_TEXT EXCERPT_
[Start of section]

Wednesday, February 24, 2016
Helfand, A Survival Guide to the Misinformation Age
In A Survival Guide to the Misinformation Age: Scientific Habits of Mind (Columbia University Press, 2016) Helfand argues that the defining characteristics of science “stem from a mindset built upon a specific set of habits that are employed when interacting with the world. … Cultivating these habits is the most efficacious approach to surviving the Misinformation Age—and for helping one’s fellow citizens to survive it as well.” (p. 28)
What kinds of habits distinguish a scientific mind? Skepticism heads the list, with an emphasis on falsifiability. Scientists also insist on the temporary nature of models. They have “the ability—and willingness—to make rough estimates of unknown (and often unknowable) quantities.” (p. 56) Fermi problems, such as “How many piano tuners are there in New York?,” are good examples of these back-of-the-envelope calculations.
The proper use of probability and statistics is also critical to scientific thinking. “[P]robability now shapes our understanding of the physical world, and statistics stands as the arbiter between our theories and the observations we use to test them. They are core habits of a scientific mind and provide a bulwark against skullduggery and exploitation.” (pp. 132-33)
Helfand applies the scientific habits he describes in his book (far more than I’ve mentioned here) to the problem of climate change. His goal, he claims, is not to draw a conclusion but rather to provide the tools for coming to “informed and independent judgments.” (p. 239)

[End of section]

_Referring expression data_
[Start of section]

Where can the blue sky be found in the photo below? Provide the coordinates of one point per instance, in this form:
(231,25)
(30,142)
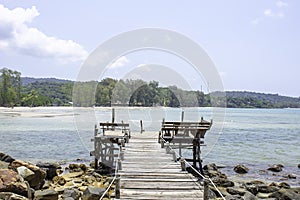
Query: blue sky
(254,44)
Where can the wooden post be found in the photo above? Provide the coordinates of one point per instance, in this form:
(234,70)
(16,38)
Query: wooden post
(159,136)
(182,163)
(168,149)
(141,124)
(118,186)
(174,155)
(122,143)
(113,116)
(95,146)
(206,188)
(119,164)
(162,144)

[End of section]

_REQUIRED TASKS_
1 – Based on the review, explain in one to three sentences why probability and statistics are critical to scientific thinking.
2 – Please copy the passage of the review that begins at the words "What kinds of" and stops after "these back-of-the-envelope calculations.".

_SOLUTIONS TO THE TASKS_
1 – Probability shapes our understanding of the physical world, and statistics is the arbiter between our theories and the observations used to test them. As core habits of a scientific mind, they also provide a bulwark against skullduggery and exploitation.

2 –
What kinds of habits distinguish a scientific mind? Skepticism heads the list, with an emphasis on falsifiability. Scientists also insist on the temporary nature of models. They have “the ability—and willingness—to make rough estimates of unknown (and often unknowable) quantities.” (p. 56) Fermi problems, such as “How many piano tuners are there in New York?,” are good examples of these back-of-the-envelope calculations.